→ **AIM**:
Find every line in the listing that contains the word "background" and copy each of those lines.

→ **MATERIAL FOR THIS TASK**:
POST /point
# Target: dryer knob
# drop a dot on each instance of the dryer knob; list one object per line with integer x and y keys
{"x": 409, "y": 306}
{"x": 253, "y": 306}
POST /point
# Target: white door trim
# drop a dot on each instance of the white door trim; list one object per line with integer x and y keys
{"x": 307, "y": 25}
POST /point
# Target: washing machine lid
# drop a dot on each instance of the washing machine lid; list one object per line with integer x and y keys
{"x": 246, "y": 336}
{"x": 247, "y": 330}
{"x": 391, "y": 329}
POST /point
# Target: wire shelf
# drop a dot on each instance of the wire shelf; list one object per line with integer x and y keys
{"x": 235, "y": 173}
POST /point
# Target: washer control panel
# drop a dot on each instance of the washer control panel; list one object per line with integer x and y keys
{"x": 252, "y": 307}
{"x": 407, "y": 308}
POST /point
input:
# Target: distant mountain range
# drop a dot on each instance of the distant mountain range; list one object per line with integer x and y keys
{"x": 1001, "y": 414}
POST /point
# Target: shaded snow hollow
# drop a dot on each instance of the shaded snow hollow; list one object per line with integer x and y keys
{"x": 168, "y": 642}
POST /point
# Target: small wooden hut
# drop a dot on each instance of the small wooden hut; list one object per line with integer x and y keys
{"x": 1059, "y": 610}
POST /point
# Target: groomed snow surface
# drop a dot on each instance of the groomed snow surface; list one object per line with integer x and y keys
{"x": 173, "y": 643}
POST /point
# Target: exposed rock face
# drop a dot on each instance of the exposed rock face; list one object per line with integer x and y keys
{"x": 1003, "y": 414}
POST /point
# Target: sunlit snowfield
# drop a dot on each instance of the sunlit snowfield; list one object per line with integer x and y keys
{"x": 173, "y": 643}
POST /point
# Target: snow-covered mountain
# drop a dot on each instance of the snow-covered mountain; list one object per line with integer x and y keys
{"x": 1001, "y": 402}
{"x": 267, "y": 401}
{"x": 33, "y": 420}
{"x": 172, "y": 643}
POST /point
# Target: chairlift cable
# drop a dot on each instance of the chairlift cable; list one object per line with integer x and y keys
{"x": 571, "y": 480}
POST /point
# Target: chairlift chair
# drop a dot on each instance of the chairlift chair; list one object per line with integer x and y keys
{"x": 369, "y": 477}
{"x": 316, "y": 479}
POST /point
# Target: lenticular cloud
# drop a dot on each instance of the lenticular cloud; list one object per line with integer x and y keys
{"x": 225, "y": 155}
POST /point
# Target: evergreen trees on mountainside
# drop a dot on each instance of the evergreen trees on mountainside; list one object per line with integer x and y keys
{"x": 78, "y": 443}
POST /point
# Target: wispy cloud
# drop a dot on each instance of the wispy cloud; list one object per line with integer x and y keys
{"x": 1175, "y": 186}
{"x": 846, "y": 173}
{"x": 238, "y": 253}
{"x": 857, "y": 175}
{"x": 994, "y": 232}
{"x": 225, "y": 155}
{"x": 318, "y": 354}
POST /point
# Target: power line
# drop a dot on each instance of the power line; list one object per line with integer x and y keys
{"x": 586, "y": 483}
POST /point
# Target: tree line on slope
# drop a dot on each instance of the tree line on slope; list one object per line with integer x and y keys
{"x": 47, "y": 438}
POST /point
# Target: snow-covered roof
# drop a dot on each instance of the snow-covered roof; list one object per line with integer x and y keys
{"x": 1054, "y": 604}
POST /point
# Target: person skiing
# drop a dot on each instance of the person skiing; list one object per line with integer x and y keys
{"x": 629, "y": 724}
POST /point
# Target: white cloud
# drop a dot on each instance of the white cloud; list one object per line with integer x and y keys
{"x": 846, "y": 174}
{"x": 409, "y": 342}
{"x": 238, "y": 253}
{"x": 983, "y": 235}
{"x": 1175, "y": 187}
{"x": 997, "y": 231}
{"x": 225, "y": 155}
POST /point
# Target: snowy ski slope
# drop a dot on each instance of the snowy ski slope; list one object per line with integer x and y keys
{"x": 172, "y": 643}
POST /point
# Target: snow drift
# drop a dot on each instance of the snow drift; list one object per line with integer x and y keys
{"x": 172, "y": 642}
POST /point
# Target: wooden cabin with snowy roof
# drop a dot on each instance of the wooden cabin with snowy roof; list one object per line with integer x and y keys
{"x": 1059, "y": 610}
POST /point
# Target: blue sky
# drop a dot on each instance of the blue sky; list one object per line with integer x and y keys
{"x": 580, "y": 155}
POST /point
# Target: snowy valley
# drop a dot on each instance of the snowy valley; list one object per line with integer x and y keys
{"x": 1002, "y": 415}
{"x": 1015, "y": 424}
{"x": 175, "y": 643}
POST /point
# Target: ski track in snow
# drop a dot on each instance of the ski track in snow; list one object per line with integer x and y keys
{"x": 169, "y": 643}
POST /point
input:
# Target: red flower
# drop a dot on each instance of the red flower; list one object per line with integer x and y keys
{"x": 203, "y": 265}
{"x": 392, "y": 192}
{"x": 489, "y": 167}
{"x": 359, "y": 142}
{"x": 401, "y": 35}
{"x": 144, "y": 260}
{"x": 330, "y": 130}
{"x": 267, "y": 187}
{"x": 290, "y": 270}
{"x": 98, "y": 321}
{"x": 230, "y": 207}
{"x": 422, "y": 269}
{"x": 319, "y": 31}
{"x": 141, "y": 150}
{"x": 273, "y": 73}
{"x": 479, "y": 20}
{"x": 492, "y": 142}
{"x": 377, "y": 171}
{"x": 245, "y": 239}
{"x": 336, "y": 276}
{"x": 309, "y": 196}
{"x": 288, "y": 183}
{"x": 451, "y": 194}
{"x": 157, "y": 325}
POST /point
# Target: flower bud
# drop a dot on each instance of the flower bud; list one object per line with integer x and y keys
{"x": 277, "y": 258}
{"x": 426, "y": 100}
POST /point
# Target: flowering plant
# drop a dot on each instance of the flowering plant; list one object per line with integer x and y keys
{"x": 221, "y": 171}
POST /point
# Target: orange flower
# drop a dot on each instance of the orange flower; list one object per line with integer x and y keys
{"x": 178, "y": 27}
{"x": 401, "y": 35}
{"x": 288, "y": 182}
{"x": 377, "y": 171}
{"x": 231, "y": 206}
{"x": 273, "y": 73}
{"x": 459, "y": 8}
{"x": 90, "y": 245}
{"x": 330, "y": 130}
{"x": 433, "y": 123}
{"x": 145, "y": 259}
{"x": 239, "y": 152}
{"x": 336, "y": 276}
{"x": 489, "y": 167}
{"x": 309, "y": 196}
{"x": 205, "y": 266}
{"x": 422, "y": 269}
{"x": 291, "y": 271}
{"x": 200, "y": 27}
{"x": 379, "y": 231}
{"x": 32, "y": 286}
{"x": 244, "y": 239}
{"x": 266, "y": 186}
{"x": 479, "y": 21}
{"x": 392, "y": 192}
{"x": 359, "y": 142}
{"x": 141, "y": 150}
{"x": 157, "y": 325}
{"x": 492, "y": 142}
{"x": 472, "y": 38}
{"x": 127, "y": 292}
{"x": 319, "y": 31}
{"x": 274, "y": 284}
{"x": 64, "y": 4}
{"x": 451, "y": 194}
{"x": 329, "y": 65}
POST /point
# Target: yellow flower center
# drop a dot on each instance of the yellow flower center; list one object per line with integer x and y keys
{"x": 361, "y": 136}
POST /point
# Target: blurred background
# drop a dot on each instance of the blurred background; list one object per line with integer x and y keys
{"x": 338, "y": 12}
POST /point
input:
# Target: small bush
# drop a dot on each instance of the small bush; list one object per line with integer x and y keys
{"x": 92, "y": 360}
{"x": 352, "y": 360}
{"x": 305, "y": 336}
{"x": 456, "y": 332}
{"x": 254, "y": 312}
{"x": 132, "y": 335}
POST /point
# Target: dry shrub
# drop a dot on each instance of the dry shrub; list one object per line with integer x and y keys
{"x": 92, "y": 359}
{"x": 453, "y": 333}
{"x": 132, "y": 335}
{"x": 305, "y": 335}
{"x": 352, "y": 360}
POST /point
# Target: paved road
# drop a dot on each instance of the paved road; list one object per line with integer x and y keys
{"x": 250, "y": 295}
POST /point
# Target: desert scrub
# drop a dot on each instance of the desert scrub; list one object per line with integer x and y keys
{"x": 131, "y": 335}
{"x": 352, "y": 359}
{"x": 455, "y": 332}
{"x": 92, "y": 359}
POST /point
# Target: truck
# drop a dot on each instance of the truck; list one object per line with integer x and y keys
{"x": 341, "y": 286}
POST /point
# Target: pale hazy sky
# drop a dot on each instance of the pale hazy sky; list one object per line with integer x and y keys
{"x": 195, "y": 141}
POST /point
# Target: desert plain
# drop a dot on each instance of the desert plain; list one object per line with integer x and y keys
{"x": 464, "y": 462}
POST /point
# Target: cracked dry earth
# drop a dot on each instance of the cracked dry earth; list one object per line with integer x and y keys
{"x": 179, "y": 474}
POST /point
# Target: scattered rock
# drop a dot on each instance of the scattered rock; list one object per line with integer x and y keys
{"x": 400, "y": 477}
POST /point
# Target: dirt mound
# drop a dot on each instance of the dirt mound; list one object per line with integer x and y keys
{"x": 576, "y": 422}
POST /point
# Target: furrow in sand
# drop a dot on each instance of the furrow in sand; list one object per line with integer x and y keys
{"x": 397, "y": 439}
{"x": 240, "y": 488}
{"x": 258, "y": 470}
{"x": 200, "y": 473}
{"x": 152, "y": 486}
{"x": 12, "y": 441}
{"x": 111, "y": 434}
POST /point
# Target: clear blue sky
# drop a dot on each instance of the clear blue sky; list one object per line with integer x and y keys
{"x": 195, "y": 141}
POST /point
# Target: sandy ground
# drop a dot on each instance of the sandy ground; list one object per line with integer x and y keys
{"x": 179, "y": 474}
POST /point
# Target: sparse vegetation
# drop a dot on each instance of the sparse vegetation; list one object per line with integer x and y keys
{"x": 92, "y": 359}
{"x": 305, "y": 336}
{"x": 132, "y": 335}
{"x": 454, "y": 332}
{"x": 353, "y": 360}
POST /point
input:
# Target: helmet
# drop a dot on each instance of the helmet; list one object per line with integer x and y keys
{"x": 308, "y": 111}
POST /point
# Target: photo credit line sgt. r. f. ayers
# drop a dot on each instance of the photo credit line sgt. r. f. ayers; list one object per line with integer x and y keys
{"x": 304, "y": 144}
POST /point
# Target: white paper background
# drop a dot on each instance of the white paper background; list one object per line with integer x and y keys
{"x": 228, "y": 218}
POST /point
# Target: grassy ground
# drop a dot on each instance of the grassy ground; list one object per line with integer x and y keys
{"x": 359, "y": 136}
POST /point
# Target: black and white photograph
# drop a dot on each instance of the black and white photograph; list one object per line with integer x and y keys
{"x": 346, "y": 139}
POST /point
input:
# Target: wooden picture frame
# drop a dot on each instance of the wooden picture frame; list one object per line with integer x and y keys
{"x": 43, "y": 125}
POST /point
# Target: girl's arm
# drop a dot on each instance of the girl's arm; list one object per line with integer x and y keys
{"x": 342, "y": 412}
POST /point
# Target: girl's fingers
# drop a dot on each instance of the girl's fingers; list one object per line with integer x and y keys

→ **EXERCISE RESULT**:
# Target: blurred background
# drop a dot on each instance of the blurred background; list one object per line with integer x and y keys
# Target: white paper background
# drop a dot on each instance of the white paper background; list one object per line with integer x and y keys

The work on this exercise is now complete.